:: Dataset

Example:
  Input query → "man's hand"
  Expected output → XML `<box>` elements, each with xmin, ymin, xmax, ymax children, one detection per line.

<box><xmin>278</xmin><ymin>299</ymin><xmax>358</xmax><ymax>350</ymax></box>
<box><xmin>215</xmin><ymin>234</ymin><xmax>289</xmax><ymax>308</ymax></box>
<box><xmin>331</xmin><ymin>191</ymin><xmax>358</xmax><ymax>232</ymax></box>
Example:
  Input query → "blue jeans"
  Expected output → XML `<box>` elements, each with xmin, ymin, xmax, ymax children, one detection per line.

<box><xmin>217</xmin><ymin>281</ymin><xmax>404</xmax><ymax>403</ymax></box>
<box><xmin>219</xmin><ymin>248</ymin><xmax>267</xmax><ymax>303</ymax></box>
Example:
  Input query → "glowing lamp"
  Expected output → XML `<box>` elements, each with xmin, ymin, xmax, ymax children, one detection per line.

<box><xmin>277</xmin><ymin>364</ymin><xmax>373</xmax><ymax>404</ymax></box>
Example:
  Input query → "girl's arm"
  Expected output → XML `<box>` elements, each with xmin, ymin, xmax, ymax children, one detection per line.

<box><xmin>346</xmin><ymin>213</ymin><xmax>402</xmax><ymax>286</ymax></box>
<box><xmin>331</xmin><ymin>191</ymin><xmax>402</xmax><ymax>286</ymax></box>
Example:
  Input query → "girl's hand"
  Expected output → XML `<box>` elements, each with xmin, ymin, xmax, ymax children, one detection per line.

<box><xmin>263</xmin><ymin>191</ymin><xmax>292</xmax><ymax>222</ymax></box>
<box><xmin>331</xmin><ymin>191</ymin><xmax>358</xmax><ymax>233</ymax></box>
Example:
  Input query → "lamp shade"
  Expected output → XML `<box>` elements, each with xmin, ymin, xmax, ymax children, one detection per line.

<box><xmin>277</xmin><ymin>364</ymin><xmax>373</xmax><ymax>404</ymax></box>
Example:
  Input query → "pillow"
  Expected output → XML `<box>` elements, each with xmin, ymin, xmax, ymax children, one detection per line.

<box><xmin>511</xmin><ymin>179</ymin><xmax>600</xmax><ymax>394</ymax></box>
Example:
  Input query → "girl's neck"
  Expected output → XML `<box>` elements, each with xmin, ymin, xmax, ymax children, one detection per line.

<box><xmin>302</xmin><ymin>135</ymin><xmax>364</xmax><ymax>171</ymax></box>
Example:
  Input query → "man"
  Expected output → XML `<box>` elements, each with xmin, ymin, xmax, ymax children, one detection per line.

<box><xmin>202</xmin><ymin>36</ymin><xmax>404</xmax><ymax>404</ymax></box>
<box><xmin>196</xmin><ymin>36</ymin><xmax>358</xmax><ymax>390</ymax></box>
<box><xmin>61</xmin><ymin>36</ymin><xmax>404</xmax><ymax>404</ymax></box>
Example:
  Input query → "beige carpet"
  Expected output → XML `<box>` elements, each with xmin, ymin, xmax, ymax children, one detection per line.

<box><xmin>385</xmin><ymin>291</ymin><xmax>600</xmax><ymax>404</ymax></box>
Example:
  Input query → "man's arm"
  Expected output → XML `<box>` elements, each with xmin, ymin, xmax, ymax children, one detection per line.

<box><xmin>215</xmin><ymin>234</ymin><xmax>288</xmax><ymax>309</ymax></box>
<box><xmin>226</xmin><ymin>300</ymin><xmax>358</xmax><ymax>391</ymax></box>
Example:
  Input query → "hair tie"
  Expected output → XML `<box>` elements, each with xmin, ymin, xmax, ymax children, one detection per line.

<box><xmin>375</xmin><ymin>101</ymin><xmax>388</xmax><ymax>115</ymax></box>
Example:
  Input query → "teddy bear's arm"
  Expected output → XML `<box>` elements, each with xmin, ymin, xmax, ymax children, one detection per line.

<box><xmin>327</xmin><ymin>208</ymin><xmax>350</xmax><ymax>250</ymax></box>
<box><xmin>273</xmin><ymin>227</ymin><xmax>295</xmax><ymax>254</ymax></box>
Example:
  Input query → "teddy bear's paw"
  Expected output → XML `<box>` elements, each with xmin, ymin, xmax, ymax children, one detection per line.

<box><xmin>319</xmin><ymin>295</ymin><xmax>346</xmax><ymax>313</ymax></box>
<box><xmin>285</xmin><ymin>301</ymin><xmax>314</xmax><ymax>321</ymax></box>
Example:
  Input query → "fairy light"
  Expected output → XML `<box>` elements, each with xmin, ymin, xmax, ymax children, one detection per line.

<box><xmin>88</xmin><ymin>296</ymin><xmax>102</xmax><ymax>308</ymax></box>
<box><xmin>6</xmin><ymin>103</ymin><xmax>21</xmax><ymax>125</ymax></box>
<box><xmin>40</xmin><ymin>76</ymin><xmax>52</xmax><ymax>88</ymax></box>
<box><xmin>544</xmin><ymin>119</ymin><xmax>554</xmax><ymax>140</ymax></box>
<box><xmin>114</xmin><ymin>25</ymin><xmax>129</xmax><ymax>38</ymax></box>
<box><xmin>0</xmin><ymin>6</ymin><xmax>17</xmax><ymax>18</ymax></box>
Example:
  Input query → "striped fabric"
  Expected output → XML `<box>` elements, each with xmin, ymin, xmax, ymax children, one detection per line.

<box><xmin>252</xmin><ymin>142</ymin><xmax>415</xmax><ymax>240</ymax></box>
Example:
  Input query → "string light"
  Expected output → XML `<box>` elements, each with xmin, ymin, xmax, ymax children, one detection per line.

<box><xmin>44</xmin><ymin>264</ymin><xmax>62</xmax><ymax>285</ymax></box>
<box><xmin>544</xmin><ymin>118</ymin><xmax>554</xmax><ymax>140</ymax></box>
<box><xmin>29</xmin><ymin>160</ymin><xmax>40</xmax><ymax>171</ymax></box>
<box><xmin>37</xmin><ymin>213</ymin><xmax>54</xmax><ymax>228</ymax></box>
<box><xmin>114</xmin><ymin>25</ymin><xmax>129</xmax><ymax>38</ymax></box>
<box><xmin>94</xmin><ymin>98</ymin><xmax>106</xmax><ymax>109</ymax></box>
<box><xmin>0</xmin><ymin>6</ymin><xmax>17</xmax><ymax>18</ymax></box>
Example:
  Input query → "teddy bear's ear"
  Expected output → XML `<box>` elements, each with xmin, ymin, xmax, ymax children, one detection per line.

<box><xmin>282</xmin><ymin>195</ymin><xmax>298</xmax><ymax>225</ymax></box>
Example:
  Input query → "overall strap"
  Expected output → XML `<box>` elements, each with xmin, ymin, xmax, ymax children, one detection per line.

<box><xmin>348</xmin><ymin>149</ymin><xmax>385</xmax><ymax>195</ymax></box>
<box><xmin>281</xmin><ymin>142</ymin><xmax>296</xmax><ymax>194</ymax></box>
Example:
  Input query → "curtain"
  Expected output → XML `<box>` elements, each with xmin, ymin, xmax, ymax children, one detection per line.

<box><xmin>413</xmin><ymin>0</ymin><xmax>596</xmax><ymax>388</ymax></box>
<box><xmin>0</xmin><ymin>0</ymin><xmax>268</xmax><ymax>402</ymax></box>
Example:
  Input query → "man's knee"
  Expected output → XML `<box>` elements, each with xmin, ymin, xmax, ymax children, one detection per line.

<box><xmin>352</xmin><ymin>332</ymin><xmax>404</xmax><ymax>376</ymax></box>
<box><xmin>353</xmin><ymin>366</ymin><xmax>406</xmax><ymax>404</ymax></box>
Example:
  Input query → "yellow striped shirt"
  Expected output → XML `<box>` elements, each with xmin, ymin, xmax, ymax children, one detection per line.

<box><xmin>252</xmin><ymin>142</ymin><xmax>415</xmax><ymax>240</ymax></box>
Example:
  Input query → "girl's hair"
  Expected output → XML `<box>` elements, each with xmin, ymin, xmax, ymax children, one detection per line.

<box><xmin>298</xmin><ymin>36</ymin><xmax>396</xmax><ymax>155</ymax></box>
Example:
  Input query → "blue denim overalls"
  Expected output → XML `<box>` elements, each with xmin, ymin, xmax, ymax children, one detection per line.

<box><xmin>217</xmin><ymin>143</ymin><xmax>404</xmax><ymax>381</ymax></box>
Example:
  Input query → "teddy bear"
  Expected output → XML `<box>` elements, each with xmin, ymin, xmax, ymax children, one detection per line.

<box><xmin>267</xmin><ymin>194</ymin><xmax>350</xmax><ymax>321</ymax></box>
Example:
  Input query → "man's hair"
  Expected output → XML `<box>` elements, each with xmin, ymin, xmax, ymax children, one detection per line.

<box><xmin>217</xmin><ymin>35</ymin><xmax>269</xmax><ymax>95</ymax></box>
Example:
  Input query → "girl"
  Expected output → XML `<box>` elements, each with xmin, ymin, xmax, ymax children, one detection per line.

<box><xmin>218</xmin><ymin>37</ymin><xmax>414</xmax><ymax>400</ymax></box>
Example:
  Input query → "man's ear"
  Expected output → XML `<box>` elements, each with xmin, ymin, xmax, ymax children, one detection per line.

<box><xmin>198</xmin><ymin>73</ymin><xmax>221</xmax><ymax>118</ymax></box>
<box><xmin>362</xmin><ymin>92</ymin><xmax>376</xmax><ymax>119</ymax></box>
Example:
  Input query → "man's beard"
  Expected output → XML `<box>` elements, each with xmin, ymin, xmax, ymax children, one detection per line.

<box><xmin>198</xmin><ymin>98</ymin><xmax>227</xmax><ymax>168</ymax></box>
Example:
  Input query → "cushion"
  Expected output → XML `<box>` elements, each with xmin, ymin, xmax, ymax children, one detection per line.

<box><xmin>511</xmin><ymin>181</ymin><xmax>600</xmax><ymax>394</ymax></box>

::::

**Aim of the exercise**
Gather every line in the rows above that contains the word "striped", copying each one in full.

**The result**
  Input query → "striped fabric"
  Input query → "yellow striped shirt"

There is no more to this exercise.